Title endorsed in part by:

by Peyton Quinn

Created on: April 03, 2008

Having been to war myself I want to point this out. Most all conscripted soldiers are "children" even in the US armed forces.

When I was drafted for Vietnam I was 19 years old. I know many of my comrades were even younger, having lied about their age, but nobody was older than 20 unless they were career military. Are you really a fully functional and developed adult at 19 years of age?

The concept here is that of "cognitive dissonance". This, along with the biological nature of adrenal memories is the entire basis of PTSD. CG is the contrast between the worldview you hold, and the real world you experience.

Hence, a kid who has never seen a dead body or someone blasted apart or a 9 year old kid toss a fragmentation grenade killing 4 or 5 of his buddies and blowing the arms or legs of some others (and let's face who has?) experiences a real shock when these things are witnessed as they collide with his previously held world view.

But a child that is say, 8 or 9, has not truly developed their entire personal worldview. This makes it easier to change their worldview as the masters of war desire. But it also makes the trauma much greater and enduring in twisting the kid's soul and character. Such a child can recover, but never totally.

Yet, I do not think any solider who has been there and done it totally recovers either. Things he got praise and ribbons for in war are things he would be sent to prison for or put on death row for doing at home. Again we have the cognitive dissonance issue.

Next when we lets consider US soldiers returning from a war. The political and social context they return to is critical to their re-assimilation into the social order, if that is ever to happen.

EXTRACTED INFORMATION »
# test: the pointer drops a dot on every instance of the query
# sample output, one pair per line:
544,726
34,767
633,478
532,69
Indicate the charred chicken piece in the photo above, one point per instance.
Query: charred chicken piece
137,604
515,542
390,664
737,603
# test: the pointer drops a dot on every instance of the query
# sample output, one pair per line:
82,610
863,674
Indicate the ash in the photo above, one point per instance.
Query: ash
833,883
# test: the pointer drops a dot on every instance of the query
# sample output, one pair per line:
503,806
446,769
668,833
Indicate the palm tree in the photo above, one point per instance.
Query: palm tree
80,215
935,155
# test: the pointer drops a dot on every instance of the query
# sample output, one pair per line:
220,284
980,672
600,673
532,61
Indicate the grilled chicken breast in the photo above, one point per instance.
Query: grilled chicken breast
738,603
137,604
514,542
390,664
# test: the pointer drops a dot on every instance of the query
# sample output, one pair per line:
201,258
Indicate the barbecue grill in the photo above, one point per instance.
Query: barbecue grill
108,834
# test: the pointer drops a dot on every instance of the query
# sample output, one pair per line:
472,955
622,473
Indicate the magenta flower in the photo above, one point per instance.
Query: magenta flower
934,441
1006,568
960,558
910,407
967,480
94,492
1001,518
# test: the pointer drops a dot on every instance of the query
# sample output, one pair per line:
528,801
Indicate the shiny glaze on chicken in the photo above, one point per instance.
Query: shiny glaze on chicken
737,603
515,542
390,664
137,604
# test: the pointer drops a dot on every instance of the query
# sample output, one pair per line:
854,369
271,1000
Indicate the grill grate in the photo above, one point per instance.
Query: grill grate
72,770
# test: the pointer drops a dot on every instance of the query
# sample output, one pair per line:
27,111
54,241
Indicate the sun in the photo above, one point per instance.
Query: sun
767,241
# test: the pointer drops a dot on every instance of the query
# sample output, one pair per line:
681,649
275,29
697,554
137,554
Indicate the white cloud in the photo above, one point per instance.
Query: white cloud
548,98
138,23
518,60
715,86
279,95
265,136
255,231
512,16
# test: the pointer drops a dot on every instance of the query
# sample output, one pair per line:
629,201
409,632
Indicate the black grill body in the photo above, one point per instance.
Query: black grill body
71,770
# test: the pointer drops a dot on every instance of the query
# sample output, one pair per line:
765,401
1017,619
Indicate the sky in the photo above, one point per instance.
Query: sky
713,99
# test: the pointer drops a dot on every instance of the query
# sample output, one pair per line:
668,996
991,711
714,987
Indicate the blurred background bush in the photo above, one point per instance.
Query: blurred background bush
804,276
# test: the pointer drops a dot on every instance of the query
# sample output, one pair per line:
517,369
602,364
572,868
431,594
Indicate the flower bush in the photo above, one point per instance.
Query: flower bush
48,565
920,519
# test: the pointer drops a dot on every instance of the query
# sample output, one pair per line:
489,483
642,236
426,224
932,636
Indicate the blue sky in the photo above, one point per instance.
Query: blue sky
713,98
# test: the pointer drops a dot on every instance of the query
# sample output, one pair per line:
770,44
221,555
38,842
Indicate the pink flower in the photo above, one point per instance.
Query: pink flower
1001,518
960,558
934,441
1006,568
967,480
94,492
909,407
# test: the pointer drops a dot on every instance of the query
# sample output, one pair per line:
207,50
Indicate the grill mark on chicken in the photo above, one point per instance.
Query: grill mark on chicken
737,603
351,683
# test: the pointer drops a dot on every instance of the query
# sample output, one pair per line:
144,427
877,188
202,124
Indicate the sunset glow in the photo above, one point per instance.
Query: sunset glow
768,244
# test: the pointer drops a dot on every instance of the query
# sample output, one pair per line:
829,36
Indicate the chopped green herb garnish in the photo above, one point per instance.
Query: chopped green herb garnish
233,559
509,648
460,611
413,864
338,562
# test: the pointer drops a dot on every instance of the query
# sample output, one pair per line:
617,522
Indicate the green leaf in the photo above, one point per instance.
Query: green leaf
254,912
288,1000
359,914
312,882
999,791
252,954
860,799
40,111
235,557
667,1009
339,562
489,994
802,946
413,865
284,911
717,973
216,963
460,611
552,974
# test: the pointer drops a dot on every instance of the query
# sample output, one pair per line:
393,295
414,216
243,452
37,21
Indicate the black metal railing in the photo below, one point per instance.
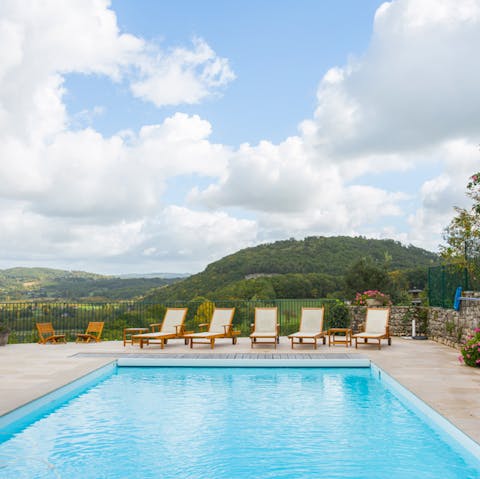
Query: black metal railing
444,280
73,318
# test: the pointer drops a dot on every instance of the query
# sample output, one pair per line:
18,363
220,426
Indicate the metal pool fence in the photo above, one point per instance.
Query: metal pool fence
444,280
73,318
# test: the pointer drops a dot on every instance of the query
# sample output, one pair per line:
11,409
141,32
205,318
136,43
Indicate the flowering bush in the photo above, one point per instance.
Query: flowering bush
361,298
471,350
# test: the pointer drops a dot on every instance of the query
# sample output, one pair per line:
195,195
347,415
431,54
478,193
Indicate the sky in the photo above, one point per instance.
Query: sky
144,136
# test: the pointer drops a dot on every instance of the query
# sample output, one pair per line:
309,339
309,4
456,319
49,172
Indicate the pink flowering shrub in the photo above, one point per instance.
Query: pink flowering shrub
471,350
361,298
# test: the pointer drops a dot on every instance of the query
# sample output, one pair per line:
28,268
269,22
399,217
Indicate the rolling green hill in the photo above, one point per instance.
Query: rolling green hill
313,267
18,284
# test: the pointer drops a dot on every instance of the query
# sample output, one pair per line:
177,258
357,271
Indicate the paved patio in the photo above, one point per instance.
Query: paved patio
429,370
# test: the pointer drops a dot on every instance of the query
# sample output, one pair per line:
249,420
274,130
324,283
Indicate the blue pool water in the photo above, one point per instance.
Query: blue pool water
223,423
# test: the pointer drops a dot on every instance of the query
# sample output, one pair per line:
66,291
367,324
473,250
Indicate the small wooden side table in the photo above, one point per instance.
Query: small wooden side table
128,334
334,338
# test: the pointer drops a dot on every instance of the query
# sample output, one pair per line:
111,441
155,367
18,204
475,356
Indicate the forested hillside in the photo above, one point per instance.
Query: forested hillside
18,284
313,267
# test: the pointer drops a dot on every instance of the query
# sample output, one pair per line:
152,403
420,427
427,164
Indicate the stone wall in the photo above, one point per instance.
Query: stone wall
445,326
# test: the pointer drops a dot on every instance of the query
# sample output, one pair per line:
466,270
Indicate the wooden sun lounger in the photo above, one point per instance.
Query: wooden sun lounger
47,334
265,327
375,327
311,327
219,327
93,332
171,328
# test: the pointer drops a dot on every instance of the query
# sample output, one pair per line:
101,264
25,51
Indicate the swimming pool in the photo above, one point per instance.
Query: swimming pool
228,423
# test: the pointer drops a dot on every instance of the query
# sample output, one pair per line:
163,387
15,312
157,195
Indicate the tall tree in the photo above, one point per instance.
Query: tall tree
462,235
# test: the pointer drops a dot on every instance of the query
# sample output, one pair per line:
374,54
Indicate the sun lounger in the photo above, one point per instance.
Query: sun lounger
311,327
220,326
47,334
93,332
265,327
171,328
376,326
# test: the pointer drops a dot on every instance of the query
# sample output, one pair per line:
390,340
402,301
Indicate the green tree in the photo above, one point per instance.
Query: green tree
366,274
462,235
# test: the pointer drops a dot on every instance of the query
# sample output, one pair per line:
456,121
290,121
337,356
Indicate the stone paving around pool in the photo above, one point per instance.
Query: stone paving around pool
429,370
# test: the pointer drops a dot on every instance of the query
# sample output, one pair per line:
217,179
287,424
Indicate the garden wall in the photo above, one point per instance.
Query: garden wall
446,326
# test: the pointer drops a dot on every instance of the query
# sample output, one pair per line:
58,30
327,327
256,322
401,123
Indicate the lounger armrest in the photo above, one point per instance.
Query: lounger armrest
179,329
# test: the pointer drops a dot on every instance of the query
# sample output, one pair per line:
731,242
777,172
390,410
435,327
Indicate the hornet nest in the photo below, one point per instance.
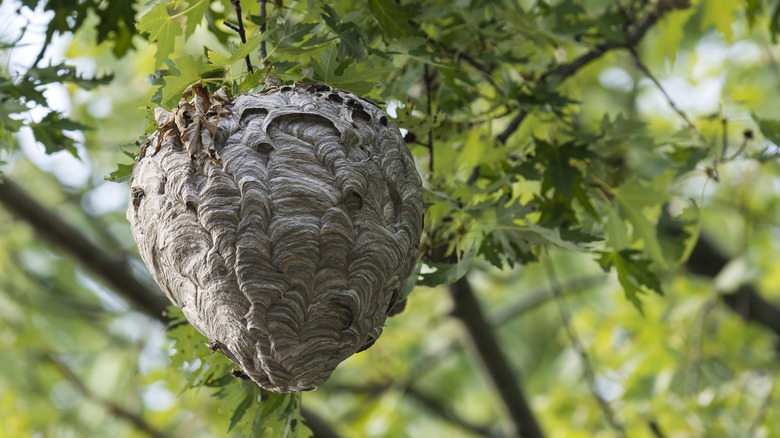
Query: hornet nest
284,224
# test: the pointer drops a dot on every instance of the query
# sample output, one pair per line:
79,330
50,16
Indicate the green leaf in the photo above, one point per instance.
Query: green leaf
559,171
633,272
189,69
770,128
240,411
121,174
288,34
359,79
392,18
617,233
194,13
447,273
721,14
162,29
49,132
244,49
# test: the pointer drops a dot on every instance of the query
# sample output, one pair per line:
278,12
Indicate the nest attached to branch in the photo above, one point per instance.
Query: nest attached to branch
284,224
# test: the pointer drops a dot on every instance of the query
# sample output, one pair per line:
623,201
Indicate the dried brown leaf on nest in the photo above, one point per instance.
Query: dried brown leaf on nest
284,224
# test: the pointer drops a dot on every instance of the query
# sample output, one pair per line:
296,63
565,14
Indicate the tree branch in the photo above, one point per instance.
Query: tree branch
468,311
114,270
319,427
436,407
587,366
707,260
560,73
113,408
669,99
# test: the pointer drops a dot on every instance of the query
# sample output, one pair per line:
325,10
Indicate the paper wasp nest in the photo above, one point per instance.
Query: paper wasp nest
284,224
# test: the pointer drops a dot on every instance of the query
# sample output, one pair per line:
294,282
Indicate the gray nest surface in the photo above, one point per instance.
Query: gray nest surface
284,224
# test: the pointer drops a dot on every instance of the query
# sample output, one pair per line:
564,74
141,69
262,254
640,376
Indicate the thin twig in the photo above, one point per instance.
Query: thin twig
668,98
428,78
114,270
587,366
558,74
263,27
468,310
241,32
113,408
694,350
655,429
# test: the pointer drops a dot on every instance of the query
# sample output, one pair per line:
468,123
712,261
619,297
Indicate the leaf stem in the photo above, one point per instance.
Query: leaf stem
241,32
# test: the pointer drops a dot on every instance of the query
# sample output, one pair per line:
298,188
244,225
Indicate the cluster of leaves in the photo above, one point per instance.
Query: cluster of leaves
17,97
457,74
252,411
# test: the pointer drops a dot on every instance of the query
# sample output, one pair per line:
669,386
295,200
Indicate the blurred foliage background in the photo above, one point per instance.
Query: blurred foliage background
601,175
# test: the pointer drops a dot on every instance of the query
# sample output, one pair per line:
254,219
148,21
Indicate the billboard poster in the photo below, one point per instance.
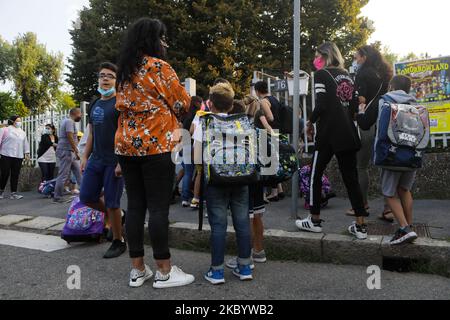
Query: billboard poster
431,87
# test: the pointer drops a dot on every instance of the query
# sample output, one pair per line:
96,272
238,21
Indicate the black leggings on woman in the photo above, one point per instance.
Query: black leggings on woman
347,167
149,184
10,167
47,171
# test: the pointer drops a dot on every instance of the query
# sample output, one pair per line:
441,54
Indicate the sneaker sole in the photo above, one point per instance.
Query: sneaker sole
163,285
301,228
359,237
116,256
243,278
232,267
260,260
214,281
141,283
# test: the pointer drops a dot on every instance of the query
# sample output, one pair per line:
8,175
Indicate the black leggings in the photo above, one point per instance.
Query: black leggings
149,184
348,167
10,167
47,171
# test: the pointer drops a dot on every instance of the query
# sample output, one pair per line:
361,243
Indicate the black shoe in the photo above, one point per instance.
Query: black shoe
274,199
330,196
116,250
108,234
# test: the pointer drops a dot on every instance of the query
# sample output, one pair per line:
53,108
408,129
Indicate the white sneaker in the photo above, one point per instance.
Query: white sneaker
232,264
137,277
176,278
308,225
185,204
360,232
15,196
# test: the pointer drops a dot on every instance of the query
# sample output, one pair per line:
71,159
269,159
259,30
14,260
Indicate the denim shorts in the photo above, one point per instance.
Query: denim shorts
392,180
98,177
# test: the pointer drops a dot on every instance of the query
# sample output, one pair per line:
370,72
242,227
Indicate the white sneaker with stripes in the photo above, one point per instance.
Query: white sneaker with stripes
308,225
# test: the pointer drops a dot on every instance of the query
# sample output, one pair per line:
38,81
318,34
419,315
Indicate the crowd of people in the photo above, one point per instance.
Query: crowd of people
132,133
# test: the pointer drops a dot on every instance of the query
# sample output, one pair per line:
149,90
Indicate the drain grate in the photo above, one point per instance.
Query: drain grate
378,229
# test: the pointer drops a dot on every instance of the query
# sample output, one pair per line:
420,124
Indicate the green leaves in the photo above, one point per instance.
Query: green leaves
36,74
223,38
11,105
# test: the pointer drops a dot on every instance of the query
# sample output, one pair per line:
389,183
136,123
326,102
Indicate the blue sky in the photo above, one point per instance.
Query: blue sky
404,25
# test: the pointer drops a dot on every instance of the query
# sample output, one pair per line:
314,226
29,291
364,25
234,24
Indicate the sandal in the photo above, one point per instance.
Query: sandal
385,216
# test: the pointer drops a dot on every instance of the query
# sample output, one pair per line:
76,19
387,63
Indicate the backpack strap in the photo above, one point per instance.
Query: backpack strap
202,200
5,133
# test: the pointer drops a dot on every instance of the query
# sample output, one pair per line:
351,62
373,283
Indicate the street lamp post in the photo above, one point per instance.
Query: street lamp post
296,136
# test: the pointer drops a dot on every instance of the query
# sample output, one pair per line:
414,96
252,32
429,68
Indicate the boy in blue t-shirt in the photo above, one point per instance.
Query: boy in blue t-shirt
219,199
395,185
101,170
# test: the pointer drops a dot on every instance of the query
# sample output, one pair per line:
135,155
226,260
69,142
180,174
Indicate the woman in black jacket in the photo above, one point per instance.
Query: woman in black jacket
47,152
336,106
372,81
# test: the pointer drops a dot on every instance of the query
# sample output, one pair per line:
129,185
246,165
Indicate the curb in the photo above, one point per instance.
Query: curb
425,256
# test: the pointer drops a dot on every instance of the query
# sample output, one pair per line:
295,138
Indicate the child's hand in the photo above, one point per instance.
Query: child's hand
362,108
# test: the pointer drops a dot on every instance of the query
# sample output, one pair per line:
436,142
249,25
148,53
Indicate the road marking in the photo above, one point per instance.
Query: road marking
32,241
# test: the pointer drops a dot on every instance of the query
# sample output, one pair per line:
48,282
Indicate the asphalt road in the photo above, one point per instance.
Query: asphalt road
31,274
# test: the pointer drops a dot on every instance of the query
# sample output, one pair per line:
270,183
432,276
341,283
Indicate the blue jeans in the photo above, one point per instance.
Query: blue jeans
67,163
218,199
186,193
98,177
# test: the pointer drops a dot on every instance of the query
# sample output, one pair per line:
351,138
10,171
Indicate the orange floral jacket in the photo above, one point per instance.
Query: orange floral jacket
150,108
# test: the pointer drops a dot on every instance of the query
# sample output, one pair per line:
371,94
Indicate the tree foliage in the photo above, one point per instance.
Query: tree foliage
36,73
6,60
11,105
220,38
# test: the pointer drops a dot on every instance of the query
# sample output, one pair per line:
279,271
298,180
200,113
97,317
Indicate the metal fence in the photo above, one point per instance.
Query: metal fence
34,127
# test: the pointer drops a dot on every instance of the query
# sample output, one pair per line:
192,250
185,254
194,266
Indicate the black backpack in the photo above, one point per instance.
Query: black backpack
283,114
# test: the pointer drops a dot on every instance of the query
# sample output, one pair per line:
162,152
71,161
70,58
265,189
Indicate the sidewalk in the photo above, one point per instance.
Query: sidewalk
433,216
282,240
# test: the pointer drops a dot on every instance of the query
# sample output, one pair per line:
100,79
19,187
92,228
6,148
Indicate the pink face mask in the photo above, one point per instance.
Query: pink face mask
319,63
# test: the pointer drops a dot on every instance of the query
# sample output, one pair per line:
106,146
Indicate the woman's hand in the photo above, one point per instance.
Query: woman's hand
118,171
310,129
362,108
83,163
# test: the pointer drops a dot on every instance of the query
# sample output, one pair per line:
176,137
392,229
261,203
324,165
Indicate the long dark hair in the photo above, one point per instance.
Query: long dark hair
52,126
142,38
375,60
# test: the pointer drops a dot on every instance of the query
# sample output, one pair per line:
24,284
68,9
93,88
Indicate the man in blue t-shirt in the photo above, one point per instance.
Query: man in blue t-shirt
99,162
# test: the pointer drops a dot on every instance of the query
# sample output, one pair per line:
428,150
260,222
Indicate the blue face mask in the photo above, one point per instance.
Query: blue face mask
107,93
356,66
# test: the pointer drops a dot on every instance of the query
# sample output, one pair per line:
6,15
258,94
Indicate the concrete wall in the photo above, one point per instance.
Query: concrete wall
433,181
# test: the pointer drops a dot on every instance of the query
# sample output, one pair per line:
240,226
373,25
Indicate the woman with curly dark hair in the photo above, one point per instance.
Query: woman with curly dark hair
336,106
151,101
372,82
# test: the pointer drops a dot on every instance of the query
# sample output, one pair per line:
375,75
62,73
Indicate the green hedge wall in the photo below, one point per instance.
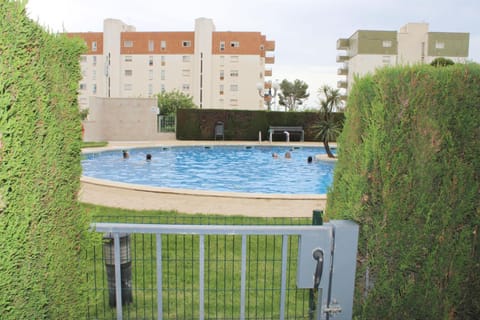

PROMPT » In the text on soldiers and PTSD, rewrite the paragraph beginning "When I was drafted for Vietnam" more briefly, keeping its main facts. The listing comes from a separate source, not from the text on soldiers and PTSD.

EXERCISE RESPONSE » The writer was drafted for Vietnam at 19. Many comrades were younger, having lied about their age, and only career military were over 20. The paragraph asks whether a 19-year-old is really a fully developed adult.